Work to be completed — Gather every line in the records below that contains the word "white", copying each line in full.

Record list —
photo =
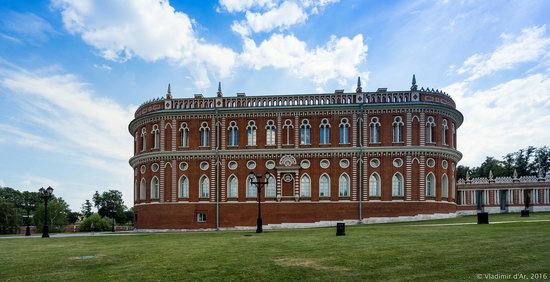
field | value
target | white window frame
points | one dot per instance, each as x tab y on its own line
344	187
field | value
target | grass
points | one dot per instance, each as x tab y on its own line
397	251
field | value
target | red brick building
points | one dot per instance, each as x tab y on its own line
331	157
503	194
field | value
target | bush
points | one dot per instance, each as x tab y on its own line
99	224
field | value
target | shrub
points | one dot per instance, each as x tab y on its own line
99	224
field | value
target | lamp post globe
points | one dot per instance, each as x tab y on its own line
45	194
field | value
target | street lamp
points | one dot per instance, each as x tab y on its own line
259	184
29	205
45	194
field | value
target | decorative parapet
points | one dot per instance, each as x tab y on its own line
506	179
337	98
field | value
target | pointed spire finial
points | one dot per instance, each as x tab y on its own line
414	87
220	94
169	92
359	89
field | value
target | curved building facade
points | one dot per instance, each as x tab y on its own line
331	157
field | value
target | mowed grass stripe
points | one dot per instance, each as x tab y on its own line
394	251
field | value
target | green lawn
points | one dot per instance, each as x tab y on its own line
367	252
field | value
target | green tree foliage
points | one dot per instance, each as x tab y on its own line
87	208
58	210
526	161
110	204
95	222
73	217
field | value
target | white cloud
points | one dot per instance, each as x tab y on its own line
149	29
516	110
26	27
282	17
339	59
242	5
530	46
58	113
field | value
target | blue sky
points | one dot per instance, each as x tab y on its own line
73	72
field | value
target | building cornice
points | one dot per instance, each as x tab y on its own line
300	152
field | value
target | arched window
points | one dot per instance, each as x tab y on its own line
430	185
305	186
324	132
271	190
397	185
397	126
360	131
142	189
143	139
453	187
444	186
374	185
184	130
251	130
305	129
205	134
343	185
344	131
251	190
155	133
288	127
233	134
154	188
324	186
444	129
430	130
204	187
374	130
233	187
453	136
184	187
270	131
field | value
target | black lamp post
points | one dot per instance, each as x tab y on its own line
46	194
113	210
28	207
259	184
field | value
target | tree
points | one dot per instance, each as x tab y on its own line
110	204
86	208
58	211
73	217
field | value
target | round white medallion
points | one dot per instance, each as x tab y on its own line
183	166
270	164
397	162
155	167
374	163
344	163
251	164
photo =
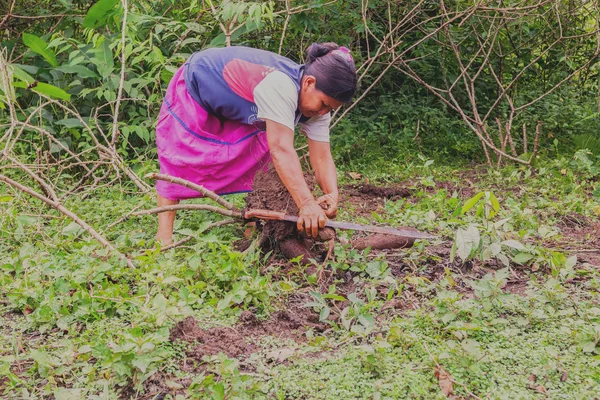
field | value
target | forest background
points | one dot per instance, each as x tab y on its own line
506	88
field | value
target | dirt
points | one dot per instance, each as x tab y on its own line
392	193
269	193
580	236
234	341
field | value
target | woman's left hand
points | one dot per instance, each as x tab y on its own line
329	203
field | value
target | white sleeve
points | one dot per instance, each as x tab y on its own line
276	98
317	128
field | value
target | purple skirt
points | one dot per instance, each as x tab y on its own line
198	147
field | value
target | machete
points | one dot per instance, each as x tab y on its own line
280	216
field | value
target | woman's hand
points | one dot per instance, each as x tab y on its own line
311	218
328	202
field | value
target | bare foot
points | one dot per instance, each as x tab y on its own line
164	239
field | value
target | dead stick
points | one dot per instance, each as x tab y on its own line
190	185
524	138
187	239
536	143
69	214
206	207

Solution to this problem —
target | white window frame
target | white cloud
target | round white medallion
target | white sleeve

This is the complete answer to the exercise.